Exercise passage Block Start
Piper Jamieson is a graduate of Condon High School and had moved to Ithaca, New York in 2019. Ms. Jamieson had attended Clackamas Community College and was taking online classes through Eastern Oregon University while living in Ithaca.
Although she loved the experience of living on the East Coast, Piper decided to move back to the west coast and enrolled this fall at Northwest University near Seattle. “I like small schools,” Piper told the Times-Journal while on break at Country Flowers, which is owned by her grandmother Darla Seale.
Piper’s excitement for attending the small Christian university began to splinter when she learned that Northwest University would be shifting to an online distance learning format this fall.
“Online learning is not for me,” she says with a laugh. “It’s hard to reach out when you need help. Even if you just need help with the software.”
Having had the experience of distance learning from Eastern Oregon University, Piper knew she had to change her plans. “Attending Northwest would be the same thing with the added expense of private school tuition.”
As Piper weighed her options, she spoke with her sister Matney Jamieson, who had recently started working for A-Dec, a dental supply company that is based in Newberg. Piper says that the company is known to have a good workplace culture and provides tuition reimbursement for employees.
“I had a choice: go to private school remote or go make some money with tuition reimbursement,” said Ms. Jamieson.
Had COVID not happened, Piper says she would be preparing to leave for Northwest University this week. While she is excited to live with her sister and to start work, she is sad that this might be the last summer she can spend working at Country Flowers.
Ms. Jamieson says that “It will be nice to work four days a week and to have tuition reimbursement but it’s bittersweet. I’ll miss coming home and spending the summer at Country Flowers and staying with my family.”
Morgan Jamieson attended Ithaca College last year and was told to pack for an additional two weeks when she left for spring break. Morgan arrived home in Condon on March 6th thinking that she would return to New York but soon learned that in-person classes had been canceled for the year.
Although Ithaca College had not done online classes before, they worked to provide internet-based education for their students. Like most schools, the college wasn’t equipped to make such a quick transition.
“I did a quarter of the year online,” Morgan told the Times-Journal. “I’m not a fan of it.”
Morgan finished the year at Ithaca and says it was a challenge to be in a different time zone with her peers.
An 8am class was suddenly a 5am class. “That didn’t make it easy,” she says with a bright smile.
Although finishing the year was a challenge, Morgan had already decided that she was going to transfer to Northwest University in Kirkland, Washington in the fall. She then began working at the Gilliam County Public Library for the summer. While there, she reaffirmed her passion for libraries and desire to work in libraries as a career.
A talented artist, Morgan painted the window of the library and developed a walking story tour for kids on Condon’s Main Street.
Exercise passage Block End
Material supplied Block Start
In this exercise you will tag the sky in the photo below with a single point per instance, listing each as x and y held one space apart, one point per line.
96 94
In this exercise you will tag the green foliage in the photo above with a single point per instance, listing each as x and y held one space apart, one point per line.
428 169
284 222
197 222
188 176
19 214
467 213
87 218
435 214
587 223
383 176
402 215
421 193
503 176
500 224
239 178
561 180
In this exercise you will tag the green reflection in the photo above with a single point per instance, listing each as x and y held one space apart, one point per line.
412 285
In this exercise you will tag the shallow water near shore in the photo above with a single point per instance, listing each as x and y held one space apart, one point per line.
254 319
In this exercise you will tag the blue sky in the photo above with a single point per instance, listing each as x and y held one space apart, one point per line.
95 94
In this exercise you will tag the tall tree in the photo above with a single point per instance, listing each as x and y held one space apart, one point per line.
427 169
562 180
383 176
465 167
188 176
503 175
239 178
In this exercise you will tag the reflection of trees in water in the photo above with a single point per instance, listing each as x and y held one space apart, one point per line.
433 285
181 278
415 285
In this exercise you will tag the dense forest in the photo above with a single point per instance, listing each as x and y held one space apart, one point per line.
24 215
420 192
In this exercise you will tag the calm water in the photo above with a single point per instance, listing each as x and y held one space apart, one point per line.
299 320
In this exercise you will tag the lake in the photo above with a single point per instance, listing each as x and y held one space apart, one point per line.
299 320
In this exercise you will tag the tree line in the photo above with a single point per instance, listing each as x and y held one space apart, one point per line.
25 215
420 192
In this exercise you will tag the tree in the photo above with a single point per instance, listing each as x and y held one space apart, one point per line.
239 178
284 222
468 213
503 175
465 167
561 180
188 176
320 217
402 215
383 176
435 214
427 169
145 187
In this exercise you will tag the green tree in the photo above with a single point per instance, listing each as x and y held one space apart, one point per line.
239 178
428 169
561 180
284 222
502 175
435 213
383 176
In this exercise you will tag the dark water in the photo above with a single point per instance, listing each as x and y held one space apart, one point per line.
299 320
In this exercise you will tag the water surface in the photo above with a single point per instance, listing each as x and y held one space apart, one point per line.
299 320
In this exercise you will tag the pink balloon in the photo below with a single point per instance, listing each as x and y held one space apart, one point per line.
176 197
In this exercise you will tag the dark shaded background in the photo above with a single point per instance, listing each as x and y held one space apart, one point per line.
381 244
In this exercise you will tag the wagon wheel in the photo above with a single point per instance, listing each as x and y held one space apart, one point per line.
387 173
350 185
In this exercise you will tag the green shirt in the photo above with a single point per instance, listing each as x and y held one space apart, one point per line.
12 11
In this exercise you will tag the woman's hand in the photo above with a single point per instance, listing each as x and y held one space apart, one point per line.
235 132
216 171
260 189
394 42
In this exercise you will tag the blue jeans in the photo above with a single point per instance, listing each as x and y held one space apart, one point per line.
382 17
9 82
Material supplied Block End
• **Exercise**:
Do the following statements agree with the article about Piper and Morgan Jamieson? For each, answer yes or no and quote the deciding words. (a) Country Flowers belongs to Piper's grandmother. (b) A-Dec is based in Seattle. (c) Morgan got home to Condon on March 16th.

• **Answer box**:
(a) Yes: "Country Flowers, which is owned by her grandmother Darla Seale."
(b) No: "a dental supply company that is based in Newberg."
(c) No: "Morgan arrived home in Condon on March 6th"